- ИСХОДНЫЙ ТЕКСТ
------------------------------------------------

Аналитики финансовых рынков ПРЕДУПРЕЖДАЮТ!

За недавними плохими новостями скрывается гораздо более глубокая озабоченность: мировая экономика сейчас приводится в движение широкой и незаметной сетью инвестиций, которые, возможно, никем не контролируются.

Автор: Стивен Мим — 27 января, 2008 г.

http://www.boston.com/bostonglobe/ideas/articles/2008/01/27/the_black_box_economy/

ПРОШЕДШИЙ ГОД был очень неудачным для мировых финансовых рынков, сотрясаемых кризисами субстандартных кредитов, ограничениями кредитования и прочими проблемами. За последнюю неделю дело приняло ещё более странный оборот, — отмечалось колебание биржевых курсов на всех главных рынках, от радикальных падений до возвращения к исходным котировкам.

На прошлой неделе ФРС (Федеральная Резервная Cистема) объявила о самом большом за последние два с лишним десятилетия снижении процентных ставок. Конгресс, дабы не потерять контроль над ситуацией, вовсю трудится над созданием фондов расходования для покрытия дефицитов, предназначенный для уколов экономики «иммунизационными» вливаниями.

Несмотря на беспокойство, никто пока консервами не запасается. Преобладающие настроения в сегодняшней экономике — это то, что рецессия и «медвежьи» рынки колеблются в разные стороны, и что всё, в конце концов, уляжется, так же, как это всегда происходило с самой Великой Депрессии. Это происходит по причине всеобщей уверенности в том, что рынок достаточно силён для того, чтобы скорректировать сам себя, и что специалисты, ответственные за финансовые рынки, прекрасно разбираются в своей работе.

Можем ли мы оставаться самонадеянными и на этот раз? Группа финансовых специалистов и теоретиков уверяет, что нет. Большое количество плохих новостей в прошлом году, говорят они, это симптом чего-то нового и тревожного — коренных перемен в финансовой системе, которые могут оставить регулирующие органы, и даже Конгресс, полностью беспомощными при попытках использовать обычные средства.

------------------------------------------------

- ЗАДАНИЕ 1
Отредактируйте строки данных от строки, содержащей «detect flat metal surface | bbox», до строки, содержащей «[109,278,416,550]», включительно. В них замените «metal» на «steel», а всё прочее оставьте без изменений.

- ДАННЫЕ
------------------------------------------------

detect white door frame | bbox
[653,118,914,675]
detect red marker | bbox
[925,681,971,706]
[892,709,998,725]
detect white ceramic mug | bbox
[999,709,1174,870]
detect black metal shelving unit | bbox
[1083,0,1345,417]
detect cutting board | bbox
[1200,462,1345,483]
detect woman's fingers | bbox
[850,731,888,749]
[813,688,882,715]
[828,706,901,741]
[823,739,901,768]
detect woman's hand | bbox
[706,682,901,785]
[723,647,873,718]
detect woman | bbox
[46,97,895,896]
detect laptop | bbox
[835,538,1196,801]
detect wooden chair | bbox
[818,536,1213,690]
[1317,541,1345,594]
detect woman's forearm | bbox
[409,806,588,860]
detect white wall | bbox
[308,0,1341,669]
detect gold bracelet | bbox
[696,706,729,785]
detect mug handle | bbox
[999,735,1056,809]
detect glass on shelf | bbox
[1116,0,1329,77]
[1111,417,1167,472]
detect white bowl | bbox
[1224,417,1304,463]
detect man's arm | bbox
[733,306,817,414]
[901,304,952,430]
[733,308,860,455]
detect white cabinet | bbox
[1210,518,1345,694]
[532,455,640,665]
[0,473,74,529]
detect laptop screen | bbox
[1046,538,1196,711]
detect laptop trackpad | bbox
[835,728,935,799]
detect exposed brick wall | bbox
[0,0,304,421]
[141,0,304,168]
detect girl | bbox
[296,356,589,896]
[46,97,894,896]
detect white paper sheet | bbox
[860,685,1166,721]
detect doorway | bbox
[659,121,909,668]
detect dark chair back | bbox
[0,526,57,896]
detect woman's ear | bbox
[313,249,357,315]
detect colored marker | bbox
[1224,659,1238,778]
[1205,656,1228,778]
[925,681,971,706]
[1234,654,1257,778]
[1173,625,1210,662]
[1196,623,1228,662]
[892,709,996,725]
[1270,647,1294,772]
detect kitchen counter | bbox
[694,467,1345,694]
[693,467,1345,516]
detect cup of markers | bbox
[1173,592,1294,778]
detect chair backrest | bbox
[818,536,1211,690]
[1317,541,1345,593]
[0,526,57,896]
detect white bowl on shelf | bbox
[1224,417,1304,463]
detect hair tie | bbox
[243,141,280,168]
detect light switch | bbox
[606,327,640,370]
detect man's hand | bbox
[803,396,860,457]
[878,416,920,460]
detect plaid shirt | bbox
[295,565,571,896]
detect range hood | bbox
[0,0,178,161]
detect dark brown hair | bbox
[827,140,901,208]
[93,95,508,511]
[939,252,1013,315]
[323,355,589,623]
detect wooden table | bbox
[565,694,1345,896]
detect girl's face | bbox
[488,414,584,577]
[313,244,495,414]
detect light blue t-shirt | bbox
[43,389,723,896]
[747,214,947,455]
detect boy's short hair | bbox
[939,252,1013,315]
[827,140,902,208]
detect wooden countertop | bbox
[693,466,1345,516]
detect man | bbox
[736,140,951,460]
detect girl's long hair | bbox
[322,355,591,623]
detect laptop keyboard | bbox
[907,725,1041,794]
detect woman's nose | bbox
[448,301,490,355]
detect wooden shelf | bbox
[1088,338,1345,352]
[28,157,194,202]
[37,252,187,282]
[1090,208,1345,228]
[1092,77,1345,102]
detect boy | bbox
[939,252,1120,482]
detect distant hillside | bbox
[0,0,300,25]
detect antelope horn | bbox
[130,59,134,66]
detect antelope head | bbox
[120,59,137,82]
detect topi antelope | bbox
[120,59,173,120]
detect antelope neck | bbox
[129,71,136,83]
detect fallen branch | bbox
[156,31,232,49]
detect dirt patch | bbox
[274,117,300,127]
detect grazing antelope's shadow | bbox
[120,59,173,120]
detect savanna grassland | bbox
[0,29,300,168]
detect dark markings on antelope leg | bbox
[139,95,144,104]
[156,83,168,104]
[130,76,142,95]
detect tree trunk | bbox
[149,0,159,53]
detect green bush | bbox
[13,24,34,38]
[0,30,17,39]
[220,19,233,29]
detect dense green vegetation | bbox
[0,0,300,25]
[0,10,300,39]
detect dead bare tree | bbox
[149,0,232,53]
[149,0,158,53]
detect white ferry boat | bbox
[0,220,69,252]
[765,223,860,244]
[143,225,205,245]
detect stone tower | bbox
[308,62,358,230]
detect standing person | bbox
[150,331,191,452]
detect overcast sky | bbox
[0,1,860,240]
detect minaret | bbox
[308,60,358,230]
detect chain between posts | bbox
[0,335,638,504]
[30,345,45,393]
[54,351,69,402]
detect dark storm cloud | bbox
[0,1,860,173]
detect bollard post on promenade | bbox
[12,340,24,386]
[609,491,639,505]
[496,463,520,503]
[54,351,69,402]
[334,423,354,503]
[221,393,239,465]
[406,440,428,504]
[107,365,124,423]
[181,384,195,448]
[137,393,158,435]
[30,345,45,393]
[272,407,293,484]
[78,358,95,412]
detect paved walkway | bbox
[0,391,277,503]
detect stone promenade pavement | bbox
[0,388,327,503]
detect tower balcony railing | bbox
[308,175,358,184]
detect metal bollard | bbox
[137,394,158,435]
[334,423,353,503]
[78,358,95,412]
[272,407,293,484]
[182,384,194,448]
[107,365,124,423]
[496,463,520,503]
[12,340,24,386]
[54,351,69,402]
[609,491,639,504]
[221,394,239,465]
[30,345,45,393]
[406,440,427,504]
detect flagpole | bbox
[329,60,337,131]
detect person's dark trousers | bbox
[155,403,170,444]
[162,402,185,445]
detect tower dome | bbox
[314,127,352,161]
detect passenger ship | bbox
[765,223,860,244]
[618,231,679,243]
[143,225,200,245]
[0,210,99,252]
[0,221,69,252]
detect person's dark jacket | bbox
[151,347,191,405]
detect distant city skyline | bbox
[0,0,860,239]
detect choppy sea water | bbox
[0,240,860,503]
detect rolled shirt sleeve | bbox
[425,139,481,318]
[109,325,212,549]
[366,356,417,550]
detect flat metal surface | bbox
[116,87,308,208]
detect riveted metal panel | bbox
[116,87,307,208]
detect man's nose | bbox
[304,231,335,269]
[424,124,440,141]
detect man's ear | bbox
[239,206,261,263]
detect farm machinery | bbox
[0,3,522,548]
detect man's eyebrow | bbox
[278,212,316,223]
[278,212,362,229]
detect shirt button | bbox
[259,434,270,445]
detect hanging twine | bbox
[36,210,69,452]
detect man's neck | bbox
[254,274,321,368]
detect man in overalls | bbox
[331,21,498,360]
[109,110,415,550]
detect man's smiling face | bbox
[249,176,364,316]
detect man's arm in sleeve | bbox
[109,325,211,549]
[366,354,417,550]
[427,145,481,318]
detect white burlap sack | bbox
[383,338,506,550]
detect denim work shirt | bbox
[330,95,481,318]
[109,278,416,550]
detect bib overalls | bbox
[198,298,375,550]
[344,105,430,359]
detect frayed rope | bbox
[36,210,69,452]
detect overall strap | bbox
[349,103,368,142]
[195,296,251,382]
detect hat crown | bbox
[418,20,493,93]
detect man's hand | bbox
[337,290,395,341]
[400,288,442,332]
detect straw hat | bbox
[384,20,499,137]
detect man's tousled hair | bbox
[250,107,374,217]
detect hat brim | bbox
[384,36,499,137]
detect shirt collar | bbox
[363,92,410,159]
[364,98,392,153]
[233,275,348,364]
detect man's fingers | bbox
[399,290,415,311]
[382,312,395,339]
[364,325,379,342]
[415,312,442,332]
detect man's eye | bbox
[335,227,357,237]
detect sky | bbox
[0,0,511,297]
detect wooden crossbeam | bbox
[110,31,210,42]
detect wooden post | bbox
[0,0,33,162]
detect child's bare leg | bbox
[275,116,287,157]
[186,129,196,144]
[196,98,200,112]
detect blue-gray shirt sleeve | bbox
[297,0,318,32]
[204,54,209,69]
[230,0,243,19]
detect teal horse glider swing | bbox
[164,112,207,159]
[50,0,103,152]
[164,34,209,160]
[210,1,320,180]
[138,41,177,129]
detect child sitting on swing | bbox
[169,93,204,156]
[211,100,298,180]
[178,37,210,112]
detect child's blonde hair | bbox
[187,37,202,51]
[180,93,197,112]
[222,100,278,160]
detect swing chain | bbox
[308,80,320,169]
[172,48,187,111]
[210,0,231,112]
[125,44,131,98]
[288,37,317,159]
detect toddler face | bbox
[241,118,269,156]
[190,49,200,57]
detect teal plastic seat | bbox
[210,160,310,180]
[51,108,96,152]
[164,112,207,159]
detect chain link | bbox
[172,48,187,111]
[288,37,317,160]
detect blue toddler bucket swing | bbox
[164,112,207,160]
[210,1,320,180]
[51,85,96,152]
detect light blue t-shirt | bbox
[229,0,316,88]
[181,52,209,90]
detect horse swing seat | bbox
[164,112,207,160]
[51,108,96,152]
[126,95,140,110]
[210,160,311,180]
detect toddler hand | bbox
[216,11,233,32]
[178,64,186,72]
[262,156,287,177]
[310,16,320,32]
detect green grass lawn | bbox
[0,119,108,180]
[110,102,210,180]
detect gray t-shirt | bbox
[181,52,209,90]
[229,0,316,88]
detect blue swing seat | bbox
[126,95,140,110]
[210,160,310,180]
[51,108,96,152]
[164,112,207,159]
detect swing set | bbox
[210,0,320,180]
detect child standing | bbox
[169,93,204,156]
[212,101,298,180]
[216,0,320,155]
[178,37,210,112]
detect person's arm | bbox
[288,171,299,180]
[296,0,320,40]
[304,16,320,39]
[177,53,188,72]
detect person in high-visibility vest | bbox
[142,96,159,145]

------------------------------------------------

- ЗАДАНИЕ 2
Продолжите исходный текст о тревожных переменах на финансовых рынках с того места, где он заканчивается.

- ОТВЕТ 1
detect flat steel surface | bbox
[116,87,308,208]
detect riveted steel panel | bbox
[116,87,307,208]
detect man's nose | bbox
[304,231,335,269]
[424,124,440,141]
detect man's ear | bbox
[239,206,261,263]
detect farm machinery | bbox
[0,3,522,548]
detect man's eyebrow | bbox
[278,212,316,223]
[278,212,362,229]
detect shirt button | bbox
[259,434,270,445]
detect hanging twine | bbox
[36,210,69,452]
detect man's neck | bbox
[254,274,321,368]
detect man in overalls | bbox
[331,21,498,360]
[109,110,415,550]
detect man's smiling face | bbox
[249,176,364,316]
detect man's arm in sleeve | bbox
[109,325,211,549]
[366,354,417,550]
[427,145,481,318]
detect white burlap sack | bbox
[383,338,506,550]
detect denim work shirt | bbox
[330,95,481,318]
[109,278,416,550]

- ОТВЕТ 2
Это что-то — огромная теневая экономика новых и плохо понятых финансовых инструментов, созданных фондами комплексного рискового инвестирования и инвестиционными банками за прошлое десятилетие — сеть необычайно сложных ценных бумаг и рисков, которые сделали мировую финансовую систему настолько непрозрачной и запутанной, что многие эксперты признаются, что уже не понимают, как она работает.

В отличие от стандартных составляющих обычной экономики — фабрик и компаний, изделий и рабочих, акций и облигаций, эти новые финансовые обязательства трудно оценить, а ещё труднее — проанализировать. Денег, привлечённых в эту сферу, теперь во много раз больше, чем мировой валовой национальный продукт, и большая часть этих средств находится вне контроля регулирующих органов.

Некоторые из этих инновационных инвестиций промелькнули в новостях, например, ценные бумаги, повлекшие ипотечный кризис, который все ещё сотрясает рынок недвижимости. Другие, касающиеся автомобильных кредитов, долгов по кредитным картам, а также корпоративных облигаций с фиксированными дивидендами, пока находятся в тени.

Масштаб и сложность этих новых инвестиций означают, что они не только бросают вызов традиционным правилам экономики, они могут изменить эти правила. Мировой капитал, который теперь вращается в этой «теневой» экономике, настолько велик, что традиционные инструменты остановки экономического спада — те действия, которые предотвратили серьезные бедствия в недавнем прошлом — могут уже не сработать.

В откровенных книгах, финансовых блогах и информационных бюллетенях малого тиража, небольшое количество посвящённых лиц начали бить тревогу, предупреждая, что правительства и ведущие банки, возможно, больше не понимают финансовую систему достаточно хорошо, чтобы сделать с этим что-нибудь.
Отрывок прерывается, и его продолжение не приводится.